(Beginning of Available data)
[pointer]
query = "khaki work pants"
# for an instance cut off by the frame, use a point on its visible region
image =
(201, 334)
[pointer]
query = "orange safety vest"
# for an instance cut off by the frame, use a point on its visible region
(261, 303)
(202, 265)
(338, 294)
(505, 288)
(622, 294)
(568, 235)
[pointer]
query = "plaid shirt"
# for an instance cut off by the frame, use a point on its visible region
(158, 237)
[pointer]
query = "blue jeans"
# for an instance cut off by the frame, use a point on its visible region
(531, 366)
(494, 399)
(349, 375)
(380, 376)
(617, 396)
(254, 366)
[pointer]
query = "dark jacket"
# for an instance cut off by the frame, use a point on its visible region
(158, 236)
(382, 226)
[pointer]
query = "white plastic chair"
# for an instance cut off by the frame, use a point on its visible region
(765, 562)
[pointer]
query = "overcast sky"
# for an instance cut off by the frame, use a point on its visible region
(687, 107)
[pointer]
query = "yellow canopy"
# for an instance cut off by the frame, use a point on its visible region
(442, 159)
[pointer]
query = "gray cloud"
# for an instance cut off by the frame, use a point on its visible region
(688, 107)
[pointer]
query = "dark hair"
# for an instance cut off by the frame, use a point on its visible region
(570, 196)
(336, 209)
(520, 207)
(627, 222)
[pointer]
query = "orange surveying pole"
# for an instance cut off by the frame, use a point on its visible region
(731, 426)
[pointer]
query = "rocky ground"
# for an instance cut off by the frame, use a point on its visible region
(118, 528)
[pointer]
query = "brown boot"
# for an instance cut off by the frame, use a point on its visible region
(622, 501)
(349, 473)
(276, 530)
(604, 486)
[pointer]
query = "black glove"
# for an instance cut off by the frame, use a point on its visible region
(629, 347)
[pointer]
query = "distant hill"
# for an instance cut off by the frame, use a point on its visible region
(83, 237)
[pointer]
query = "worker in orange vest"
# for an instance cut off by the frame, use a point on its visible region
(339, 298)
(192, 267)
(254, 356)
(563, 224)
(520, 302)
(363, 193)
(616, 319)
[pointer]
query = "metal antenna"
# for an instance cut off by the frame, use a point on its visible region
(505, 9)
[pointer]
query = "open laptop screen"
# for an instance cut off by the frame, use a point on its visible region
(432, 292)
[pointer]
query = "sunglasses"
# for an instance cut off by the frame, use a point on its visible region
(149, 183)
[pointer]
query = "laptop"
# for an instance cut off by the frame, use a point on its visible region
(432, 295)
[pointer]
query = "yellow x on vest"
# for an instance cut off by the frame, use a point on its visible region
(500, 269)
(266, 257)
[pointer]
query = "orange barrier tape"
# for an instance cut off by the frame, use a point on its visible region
(End of Available data)
Using the records above, find and show each line with the string "laptop".

query = "open laptop screen"
query = "laptop"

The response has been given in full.